• ABOUT THIS EXERCISE
A complete answer lists every line of the entries below where the string "directly" appears.

(Stored items)
<<<<

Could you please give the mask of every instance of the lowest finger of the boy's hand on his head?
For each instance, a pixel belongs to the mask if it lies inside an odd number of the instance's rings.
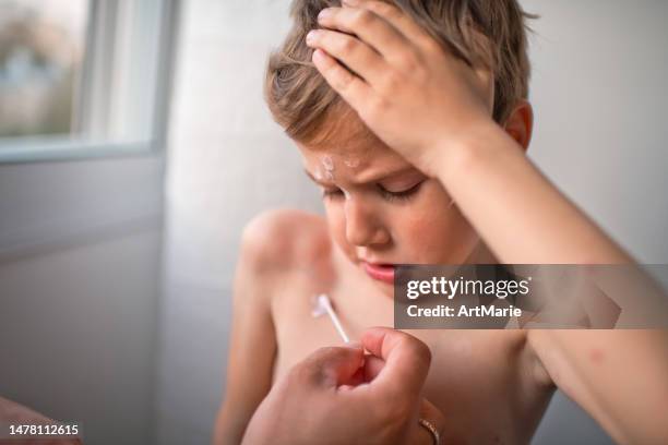
[[[327,84],[355,110],[362,109],[373,92],[360,77],[341,65],[322,49],[313,51],[313,64]]]

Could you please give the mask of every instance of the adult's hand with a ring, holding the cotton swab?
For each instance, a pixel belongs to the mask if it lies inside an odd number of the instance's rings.
[[[390,328],[367,330],[360,346],[321,348],[274,385],[243,444],[431,445],[418,423],[443,428],[443,416],[420,396],[430,360],[425,344]]]

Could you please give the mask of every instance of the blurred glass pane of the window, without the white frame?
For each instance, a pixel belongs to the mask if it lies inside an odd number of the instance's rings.
[[[85,0],[0,1],[0,137],[75,130],[87,10]]]

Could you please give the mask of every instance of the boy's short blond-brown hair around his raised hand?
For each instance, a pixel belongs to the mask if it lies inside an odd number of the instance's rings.
[[[517,100],[528,96],[530,73],[526,19],[516,0],[385,0],[420,24],[438,43],[469,65],[484,65],[494,77],[493,119],[505,121]],[[269,59],[264,96],[274,120],[293,140],[322,142],[338,133],[351,109],[311,62],[305,44],[318,28],[318,13],[339,0],[295,0],[294,24]],[[325,125],[326,122],[326,125]],[[357,123],[355,134],[369,132]],[[348,136],[351,136],[348,132]]]

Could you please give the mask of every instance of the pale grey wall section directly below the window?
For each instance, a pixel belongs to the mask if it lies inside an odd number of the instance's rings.
[[[160,156],[0,166],[0,395],[154,437]]]

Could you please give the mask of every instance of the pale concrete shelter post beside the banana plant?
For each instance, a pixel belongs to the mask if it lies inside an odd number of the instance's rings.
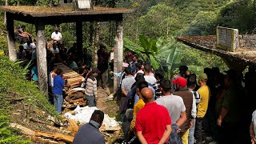
[[[122,21],[116,21],[116,38],[114,38],[114,73],[122,71],[123,58]],[[118,90],[120,78],[114,77],[114,92]]]

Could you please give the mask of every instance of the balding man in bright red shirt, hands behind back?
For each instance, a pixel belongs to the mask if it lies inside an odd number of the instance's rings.
[[[146,105],[138,111],[136,131],[142,144],[158,144],[167,142],[171,133],[170,115],[166,107],[154,102],[150,88],[141,90],[142,99]]]

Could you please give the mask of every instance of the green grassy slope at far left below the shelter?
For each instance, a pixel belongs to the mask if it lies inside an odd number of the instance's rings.
[[[30,106],[31,110],[42,110],[55,118],[58,116],[54,107],[50,105],[48,99],[38,90],[38,87],[33,82],[26,81],[26,70],[22,70],[18,63],[14,64],[9,61],[8,57],[0,56],[0,67],[0,143],[6,138],[6,143],[19,142],[19,138],[15,139],[14,137],[14,130],[11,130],[6,125],[9,122],[6,115],[11,114],[12,110],[15,110],[14,105],[7,101],[7,99],[24,98],[22,103],[25,106]],[[2,122],[4,122],[3,125]],[[8,134],[2,133],[2,129],[9,130]]]

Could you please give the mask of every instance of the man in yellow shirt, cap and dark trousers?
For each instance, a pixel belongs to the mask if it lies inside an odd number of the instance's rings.
[[[202,119],[206,115],[206,111],[208,108],[208,102],[210,99],[210,89],[206,85],[208,77],[205,73],[200,74],[198,78],[198,83],[200,84],[200,88],[198,89],[198,93],[200,94],[200,102],[198,103],[198,114],[195,122],[195,139],[197,144],[202,143]]]

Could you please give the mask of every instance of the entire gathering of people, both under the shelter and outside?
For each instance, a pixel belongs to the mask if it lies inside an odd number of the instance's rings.
[[[24,61],[22,66],[31,60],[28,78],[37,83],[36,40],[32,42],[25,27],[16,26],[14,32],[21,44],[17,56]],[[83,77],[81,87],[85,88],[88,106],[96,106],[98,86],[106,90],[108,74],[120,77],[118,100],[125,142],[240,144],[256,140],[254,66],[250,66],[244,78],[236,70],[222,74],[213,67],[196,75],[187,66],[180,66],[179,73],[170,80],[165,78],[163,70],[154,70],[150,62],[143,62],[137,54],[128,51],[122,71],[114,73],[114,48],[108,51],[101,45],[97,53],[98,66],[93,69],[92,55],[84,50],[83,58],[78,58],[76,43],[67,49],[58,28],[51,34],[46,51],[50,95],[59,114],[62,113],[62,88],[69,85],[54,62],[65,63]],[[94,113],[89,124],[80,128],[74,143],[103,143],[102,135],[97,132],[102,125],[102,112]],[[94,131],[95,136],[81,141],[87,138],[82,135],[87,130]],[[89,140],[93,138],[95,140]]]

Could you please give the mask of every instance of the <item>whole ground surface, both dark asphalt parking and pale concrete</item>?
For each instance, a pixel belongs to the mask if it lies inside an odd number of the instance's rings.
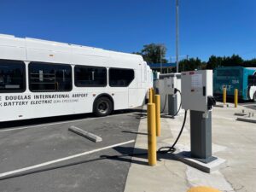
[[[213,154],[227,160],[227,166],[211,174],[169,154],[160,156],[154,167],[147,166],[146,155],[131,158],[134,149],[136,154],[147,150],[147,119],[138,118],[145,112],[140,109],[103,118],[80,114],[1,124],[0,191],[186,191],[196,185],[253,191],[255,125],[236,121],[235,113],[254,113],[256,103],[240,103],[238,108],[228,104],[213,108],[212,114]],[[158,148],[173,143],[182,121],[183,113],[161,119]],[[178,147],[189,146],[187,121]],[[102,137],[102,142],[68,131],[72,125]]]

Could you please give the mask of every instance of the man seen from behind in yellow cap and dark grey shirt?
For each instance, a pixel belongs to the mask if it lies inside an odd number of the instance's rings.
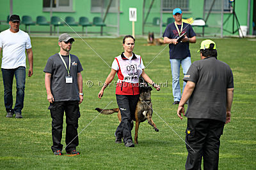
[[[225,62],[217,60],[214,41],[204,40],[200,47],[201,60],[193,62],[184,81],[185,90],[180,99],[177,115],[182,119],[184,104],[188,101],[186,169],[218,169],[220,136],[230,122],[233,101],[233,74]],[[192,149],[191,149],[192,148]]]

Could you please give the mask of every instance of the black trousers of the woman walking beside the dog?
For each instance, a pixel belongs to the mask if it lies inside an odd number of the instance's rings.
[[[116,138],[124,138],[124,143],[132,142],[132,125],[131,120],[135,120],[135,110],[140,95],[118,95],[116,94],[116,102],[121,112],[122,121],[118,125],[115,135]]]

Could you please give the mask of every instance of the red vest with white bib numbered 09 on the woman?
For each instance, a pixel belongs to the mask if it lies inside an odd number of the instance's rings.
[[[117,71],[118,81],[116,84],[116,94],[137,95],[140,94],[139,78],[142,73],[140,68],[141,57],[132,53],[132,59],[129,60],[124,53],[115,57],[119,69]]]

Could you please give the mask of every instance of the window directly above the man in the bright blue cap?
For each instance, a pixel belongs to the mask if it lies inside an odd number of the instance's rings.
[[[180,8],[182,11],[188,11],[189,0],[163,0],[163,11],[170,11],[174,8]]]

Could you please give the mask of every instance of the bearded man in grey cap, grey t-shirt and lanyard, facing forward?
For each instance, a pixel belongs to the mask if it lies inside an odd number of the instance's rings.
[[[45,66],[45,89],[52,117],[52,152],[62,155],[63,114],[66,114],[66,151],[77,154],[79,104],[83,101],[83,67],[76,55],[70,54],[74,38],[68,34],[59,37],[60,52],[52,55]],[[74,140],[73,140],[74,139]]]

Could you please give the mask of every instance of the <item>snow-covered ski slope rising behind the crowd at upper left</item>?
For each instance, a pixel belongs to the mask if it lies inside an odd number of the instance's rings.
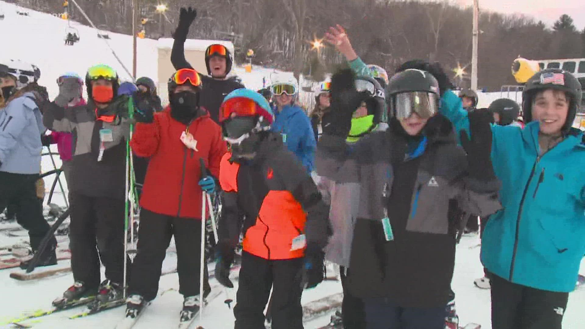
[[[72,4],[73,5],[73,4]],[[18,15],[16,11],[29,12],[28,16]],[[0,63],[8,59],[19,59],[35,64],[40,68],[39,84],[49,90],[54,98],[59,93],[56,79],[61,74],[73,71],[84,77],[87,68],[104,63],[115,68],[121,80],[131,80],[129,74],[114,57],[103,39],[98,38],[96,29],[71,21],[71,27],[79,31],[80,41],[73,46],[65,44],[67,20],[53,15],[23,9],[22,7],[0,1],[0,12],[4,12],[4,20],[0,20],[3,34]],[[194,28],[197,21],[194,23]],[[132,72],[132,36],[108,32],[108,43],[118,55],[124,66]],[[157,40],[137,39],[137,66],[138,77],[147,76],[157,78]],[[8,46],[10,45],[10,46]],[[205,72],[203,72],[205,73]],[[248,88],[254,90],[263,88],[263,78],[270,83],[274,70],[254,67],[252,73],[246,73],[243,68],[236,67],[235,74],[242,78]],[[281,73],[290,74],[290,73]],[[155,81],[157,82],[157,81]],[[160,81],[166,83],[166,81]]]

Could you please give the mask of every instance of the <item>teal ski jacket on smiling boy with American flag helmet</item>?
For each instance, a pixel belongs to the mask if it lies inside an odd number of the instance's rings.
[[[450,91],[449,91],[450,92]],[[469,129],[462,107],[441,107],[457,129]],[[492,126],[491,160],[503,209],[490,216],[481,261],[510,282],[572,292],[585,254],[585,139],[569,135],[539,156],[539,123]]]

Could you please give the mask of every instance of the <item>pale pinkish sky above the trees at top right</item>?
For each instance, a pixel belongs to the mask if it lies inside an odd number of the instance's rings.
[[[472,0],[455,0],[460,5],[472,5]],[[542,20],[548,26],[563,13],[574,20],[578,30],[585,28],[585,1],[584,0],[479,0],[481,9],[501,13],[522,13]]]

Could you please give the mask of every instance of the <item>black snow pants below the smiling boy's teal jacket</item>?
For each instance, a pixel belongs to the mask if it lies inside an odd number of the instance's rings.
[[[493,329],[561,329],[569,293],[517,285],[493,273],[488,277]]]

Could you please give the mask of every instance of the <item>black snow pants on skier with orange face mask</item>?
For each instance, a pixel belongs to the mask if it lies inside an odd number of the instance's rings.
[[[124,279],[124,207],[116,198],[70,193],[71,269],[75,281],[88,289],[100,283],[99,261],[106,279],[122,285]]]

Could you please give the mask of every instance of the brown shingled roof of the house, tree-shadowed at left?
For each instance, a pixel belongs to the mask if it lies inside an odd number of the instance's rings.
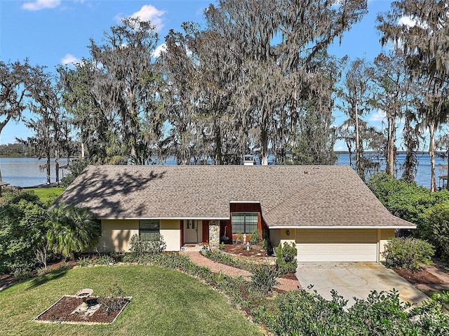
[[[232,201],[270,228],[415,228],[349,166],[88,166],[58,199],[101,219],[229,219]]]

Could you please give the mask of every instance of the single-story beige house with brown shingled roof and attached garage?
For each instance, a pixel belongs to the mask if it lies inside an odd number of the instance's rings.
[[[395,229],[415,229],[349,166],[88,166],[58,202],[98,217],[105,252],[133,234],[179,251],[258,230],[274,247],[295,242],[299,262],[379,262]]]

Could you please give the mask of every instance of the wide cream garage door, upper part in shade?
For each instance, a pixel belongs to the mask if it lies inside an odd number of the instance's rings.
[[[377,262],[376,229],[297,229],[298,262]]]

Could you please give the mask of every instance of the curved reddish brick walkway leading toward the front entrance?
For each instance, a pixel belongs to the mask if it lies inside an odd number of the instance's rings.
[[[195,264],[208,267],[210,271],[213,271],[214,273],[222,272],[229,276],[243,276],[245,278],[249,278],[251,275],[250,272],[245,271],[244,269],[238,269],[236,267],[220,264],[220,262],[214,262],[204,257],[199,252],[185,251],[181,253],[188,255],[189,259]],[[276,285],[275,288],[279,290],[297,290],[298,288],[301,288],[300,282],[297,280],[278,278],[278,281],[279,285]]]

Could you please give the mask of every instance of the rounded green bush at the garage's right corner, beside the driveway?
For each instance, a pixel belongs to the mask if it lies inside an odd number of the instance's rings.
[[[382,255],[394,267],[419,269],[420,264],[430,264],[434,246],[418,238],[391,238],[384,246]]]

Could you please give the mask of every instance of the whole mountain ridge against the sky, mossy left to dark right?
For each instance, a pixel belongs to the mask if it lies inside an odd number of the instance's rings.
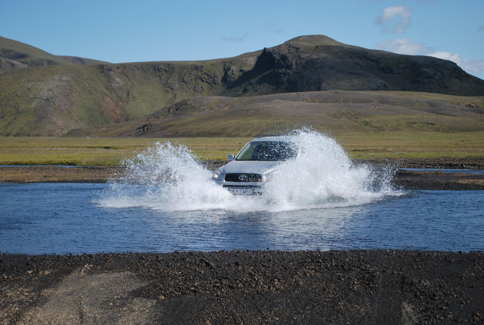
[[[60,136],[79,127],[138,120],[194,96],[334,89],[484,95],[484,80],[454,62],[350,46],[324,35],[194,62],[94,62],[5,38],[0,48],[2,69],[3,62],[11,63],[0,75],[4,136]]]

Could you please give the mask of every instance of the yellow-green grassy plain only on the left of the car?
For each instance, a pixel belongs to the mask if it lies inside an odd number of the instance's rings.
[[[117,166],[157,141],[184,144],[200,159],[227,159],[251,139],[6,137],[0,142],[0,165]]]

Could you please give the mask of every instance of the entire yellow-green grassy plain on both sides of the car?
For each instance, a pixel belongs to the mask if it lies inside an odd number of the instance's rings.
[[[333,138],[352,158],[484,156],[484,132],[359,132]],[[0,142],[0,165],[117,166],[157,141],[184,144],[200,159],[227,159],[251,139],[6,137]]]

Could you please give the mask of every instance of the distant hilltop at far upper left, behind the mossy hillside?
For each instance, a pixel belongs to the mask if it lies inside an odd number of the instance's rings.
[[[0,36],[0,75],[5,72],[35,66],[100,63],[107,62],[74,56],[53,55],[40,48]]]

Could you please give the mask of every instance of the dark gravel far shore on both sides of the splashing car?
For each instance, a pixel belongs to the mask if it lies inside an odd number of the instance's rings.
[[[209,170],[215,170],[226,163],[224,160],[203,162]],[[484,170],[484,158],[374,158],[357,160],[355,163],[400,168]],[[0,167],[0,183],[107,183],[111,177],[122,173],[122,167],[10,166]],[[484,174],[399,170],[393,184],[415,190],[484,190]]]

>>>>

• TASK ANSWER
Could you please give the mask of every instance of the pale grey wall section directly below the window?
Could you please give the mask of every instance of the window directly above the man in the bright blue cap?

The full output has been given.